[start Extracted data]

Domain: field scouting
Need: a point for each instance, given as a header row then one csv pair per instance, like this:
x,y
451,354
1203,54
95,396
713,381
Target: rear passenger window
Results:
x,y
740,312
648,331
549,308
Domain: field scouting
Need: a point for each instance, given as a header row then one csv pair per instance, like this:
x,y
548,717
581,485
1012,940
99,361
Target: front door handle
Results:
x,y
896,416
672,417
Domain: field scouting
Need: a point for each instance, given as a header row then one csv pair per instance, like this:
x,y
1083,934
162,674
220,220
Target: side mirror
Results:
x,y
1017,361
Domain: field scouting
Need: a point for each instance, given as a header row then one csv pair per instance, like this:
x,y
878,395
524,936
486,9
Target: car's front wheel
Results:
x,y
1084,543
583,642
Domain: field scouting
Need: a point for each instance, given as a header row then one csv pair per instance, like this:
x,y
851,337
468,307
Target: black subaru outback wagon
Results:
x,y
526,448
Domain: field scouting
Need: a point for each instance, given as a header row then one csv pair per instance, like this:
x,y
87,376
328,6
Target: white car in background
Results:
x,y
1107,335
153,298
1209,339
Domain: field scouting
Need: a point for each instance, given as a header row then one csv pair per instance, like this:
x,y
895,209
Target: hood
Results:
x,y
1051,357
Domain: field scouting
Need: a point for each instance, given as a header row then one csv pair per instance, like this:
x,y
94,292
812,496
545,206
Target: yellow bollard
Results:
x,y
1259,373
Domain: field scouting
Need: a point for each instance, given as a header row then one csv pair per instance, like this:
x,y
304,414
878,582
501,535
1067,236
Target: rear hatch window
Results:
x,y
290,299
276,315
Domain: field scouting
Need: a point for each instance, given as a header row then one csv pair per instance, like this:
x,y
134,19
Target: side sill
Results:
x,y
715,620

[end Extracted data]

Goal:
Copy out each line exactly.

Task answer:
Domain: field scouting
Need: a point for each instance, given as a header row then one csv pair per instance, like this:
x,y
451,354
1203,54
95,396
713,381
Target: rear passenger window
Results:
x,y
740,312
648,331
549,308
Domain: field scouting
Need: a point for each instance, given as a header row then one csv pair per instance, like this:
x,y
548,717
581,485
1012,940
99,361
Target: front door handle
Results:
x,y
896,416
672,417
Domain: field scouting
Need: a point for each instance, given as a header row then one csv pair per instance, like this:
x,y
1083,934
162,674
220,220
Target: side mirror
Results:
x,y
1017,361
Domain: field scouting
Need: a point for each instance, given as a header row then one csv pair per instance, like this:
x,y
878,395
524,936
486,9
Target: car's front wheel
Results:
x,y
1084,543
583,642
Domain: field scouting
Need: a point for each instance, given as a header row then one csv pair per instance, like this:
x,y
851,337
468,307
Target: black subaru outback wagon
Results:
x,y
526,448
Domain: field scouting
Need: a point for each instance, given as a header row then one csv pair per instance, like this:
x,y
87,376
328,6
Target: white car in background
Results:
x,y
1107,335
153,298
1209,339
Domain: field scouting
Need: a point for each instance, given as a header row then one csv pair per instance, like this:
x,y
895,209
Target: hood
Results:
x,y
1051,357
Domain: field scouting
Need: a point for each instance, given as a header row then one csv pair per instance, like this:
x,y
94,292
812,496
545,206
Target: yellow bollard
Results:
x,y
1259,373
Domain: field scouting
Need: a point for each instance, given as a header row then one csv pair per instance, like this:
x,y
304,414
878,582
501,535
1067,236
Target: rear hatch window
Results:
x,y
290,299
276,315
Domain: field scouting
Need: a point for each instance, given as a header row then one csv pair per instance, like this:
x,y
134,19
Target: side sill
Results:
x,y
715,620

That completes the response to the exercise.